(Records for the exercise begins)

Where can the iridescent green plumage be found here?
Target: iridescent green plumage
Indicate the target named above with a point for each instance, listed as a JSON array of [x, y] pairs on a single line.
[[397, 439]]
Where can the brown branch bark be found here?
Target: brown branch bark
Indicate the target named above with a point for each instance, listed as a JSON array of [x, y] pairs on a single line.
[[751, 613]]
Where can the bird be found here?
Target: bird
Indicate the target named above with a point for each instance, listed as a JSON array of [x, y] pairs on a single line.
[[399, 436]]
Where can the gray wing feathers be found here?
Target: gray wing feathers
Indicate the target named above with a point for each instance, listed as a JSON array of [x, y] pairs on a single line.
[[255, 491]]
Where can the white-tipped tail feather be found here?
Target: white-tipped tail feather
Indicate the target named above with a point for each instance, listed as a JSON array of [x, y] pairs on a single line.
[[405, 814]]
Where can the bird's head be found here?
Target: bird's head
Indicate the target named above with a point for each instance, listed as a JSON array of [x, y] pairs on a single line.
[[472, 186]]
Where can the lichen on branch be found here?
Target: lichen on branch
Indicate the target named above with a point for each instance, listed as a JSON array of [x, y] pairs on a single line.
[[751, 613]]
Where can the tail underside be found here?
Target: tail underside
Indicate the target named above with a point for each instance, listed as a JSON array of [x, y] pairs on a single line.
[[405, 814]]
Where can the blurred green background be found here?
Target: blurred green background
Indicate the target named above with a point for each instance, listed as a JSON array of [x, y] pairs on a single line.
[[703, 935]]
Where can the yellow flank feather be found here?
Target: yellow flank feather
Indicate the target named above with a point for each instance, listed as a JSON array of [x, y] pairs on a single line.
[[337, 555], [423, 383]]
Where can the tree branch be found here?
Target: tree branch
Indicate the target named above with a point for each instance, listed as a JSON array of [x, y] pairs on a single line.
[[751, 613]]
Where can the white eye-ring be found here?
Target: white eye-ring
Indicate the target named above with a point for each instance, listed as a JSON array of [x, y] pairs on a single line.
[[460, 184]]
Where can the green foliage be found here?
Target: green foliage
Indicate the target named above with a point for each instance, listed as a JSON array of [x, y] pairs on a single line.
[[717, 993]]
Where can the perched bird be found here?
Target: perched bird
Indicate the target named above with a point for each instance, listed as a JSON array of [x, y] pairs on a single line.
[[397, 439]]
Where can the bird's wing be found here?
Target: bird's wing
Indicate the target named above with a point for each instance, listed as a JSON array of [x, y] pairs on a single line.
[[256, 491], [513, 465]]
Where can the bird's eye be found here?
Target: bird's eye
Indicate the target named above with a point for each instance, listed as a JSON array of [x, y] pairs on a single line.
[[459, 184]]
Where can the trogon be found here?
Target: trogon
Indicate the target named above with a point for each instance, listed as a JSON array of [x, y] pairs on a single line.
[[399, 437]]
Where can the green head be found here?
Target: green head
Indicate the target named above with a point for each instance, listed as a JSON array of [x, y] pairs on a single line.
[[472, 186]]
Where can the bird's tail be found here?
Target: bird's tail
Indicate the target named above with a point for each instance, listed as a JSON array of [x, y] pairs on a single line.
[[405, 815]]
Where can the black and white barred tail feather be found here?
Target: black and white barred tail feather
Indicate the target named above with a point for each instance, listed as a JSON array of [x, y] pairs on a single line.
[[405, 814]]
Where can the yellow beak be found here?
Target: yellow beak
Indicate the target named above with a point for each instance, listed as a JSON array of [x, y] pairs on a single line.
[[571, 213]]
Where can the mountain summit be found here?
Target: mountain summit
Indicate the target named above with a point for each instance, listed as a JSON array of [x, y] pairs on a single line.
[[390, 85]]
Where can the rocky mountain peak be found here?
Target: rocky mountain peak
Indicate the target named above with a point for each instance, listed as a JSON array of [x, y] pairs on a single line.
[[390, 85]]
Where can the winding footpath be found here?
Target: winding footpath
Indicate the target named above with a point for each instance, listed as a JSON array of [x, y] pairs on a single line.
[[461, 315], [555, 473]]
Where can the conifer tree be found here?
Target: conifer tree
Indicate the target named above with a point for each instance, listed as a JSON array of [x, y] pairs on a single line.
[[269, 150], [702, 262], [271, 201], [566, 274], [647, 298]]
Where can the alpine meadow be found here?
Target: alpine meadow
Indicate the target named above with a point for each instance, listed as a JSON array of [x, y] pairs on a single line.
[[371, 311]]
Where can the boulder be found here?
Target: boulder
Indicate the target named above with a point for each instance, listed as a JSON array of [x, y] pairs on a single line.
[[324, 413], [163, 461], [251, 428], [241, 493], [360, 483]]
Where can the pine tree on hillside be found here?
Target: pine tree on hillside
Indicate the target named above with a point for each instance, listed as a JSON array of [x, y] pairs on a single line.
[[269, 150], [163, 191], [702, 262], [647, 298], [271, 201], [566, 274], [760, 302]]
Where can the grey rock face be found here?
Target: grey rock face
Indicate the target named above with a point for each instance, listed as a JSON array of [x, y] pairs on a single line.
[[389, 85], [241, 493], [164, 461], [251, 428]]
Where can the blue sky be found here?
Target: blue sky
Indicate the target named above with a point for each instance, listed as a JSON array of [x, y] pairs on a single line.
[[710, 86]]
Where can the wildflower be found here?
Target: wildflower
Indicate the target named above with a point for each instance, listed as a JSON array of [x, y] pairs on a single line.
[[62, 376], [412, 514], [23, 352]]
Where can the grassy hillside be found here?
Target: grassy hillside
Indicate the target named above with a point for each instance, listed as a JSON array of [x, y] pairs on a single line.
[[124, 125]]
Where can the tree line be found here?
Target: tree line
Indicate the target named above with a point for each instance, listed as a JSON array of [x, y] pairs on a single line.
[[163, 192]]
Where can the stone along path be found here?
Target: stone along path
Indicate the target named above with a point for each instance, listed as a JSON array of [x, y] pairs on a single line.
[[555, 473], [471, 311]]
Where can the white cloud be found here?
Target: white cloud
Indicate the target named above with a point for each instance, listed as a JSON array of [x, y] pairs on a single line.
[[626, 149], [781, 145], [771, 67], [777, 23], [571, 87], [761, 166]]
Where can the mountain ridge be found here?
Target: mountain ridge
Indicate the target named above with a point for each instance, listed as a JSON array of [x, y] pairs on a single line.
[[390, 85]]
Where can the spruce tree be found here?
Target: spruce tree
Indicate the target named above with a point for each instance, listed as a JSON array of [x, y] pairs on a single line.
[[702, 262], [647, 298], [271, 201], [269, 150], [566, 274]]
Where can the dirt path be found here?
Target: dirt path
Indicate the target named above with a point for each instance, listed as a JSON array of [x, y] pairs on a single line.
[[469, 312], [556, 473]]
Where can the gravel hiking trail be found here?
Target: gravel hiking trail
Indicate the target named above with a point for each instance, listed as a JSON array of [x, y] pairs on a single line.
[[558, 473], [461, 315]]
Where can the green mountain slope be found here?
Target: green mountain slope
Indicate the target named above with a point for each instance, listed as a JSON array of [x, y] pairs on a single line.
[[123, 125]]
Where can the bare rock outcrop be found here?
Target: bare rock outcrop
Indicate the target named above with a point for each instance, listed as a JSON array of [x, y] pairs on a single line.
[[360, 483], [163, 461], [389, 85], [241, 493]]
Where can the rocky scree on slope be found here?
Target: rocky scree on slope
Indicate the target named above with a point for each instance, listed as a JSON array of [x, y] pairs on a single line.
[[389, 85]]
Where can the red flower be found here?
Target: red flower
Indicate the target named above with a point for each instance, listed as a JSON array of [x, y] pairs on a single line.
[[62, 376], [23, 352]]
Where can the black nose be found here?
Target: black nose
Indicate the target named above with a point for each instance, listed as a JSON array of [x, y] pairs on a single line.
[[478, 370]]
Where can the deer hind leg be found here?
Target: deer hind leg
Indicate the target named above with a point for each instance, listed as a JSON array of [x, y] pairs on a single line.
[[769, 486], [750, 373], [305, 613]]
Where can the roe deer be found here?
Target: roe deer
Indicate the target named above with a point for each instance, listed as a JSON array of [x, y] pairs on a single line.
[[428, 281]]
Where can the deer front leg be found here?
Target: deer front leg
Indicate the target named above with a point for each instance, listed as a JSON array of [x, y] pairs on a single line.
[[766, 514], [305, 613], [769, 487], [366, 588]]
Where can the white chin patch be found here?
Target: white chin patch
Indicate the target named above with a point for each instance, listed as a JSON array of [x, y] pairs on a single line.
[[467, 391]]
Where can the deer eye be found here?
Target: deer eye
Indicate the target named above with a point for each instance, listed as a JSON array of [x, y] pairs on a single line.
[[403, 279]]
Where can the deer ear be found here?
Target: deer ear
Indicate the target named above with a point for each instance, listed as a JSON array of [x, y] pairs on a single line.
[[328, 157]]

(Records for the exercise ends)

§ What to produce: Pull out all lines from the entries above that include the word "conifer".

§ Solution to the problem:
Where can the conifer tree be found here?
Target: conifer tree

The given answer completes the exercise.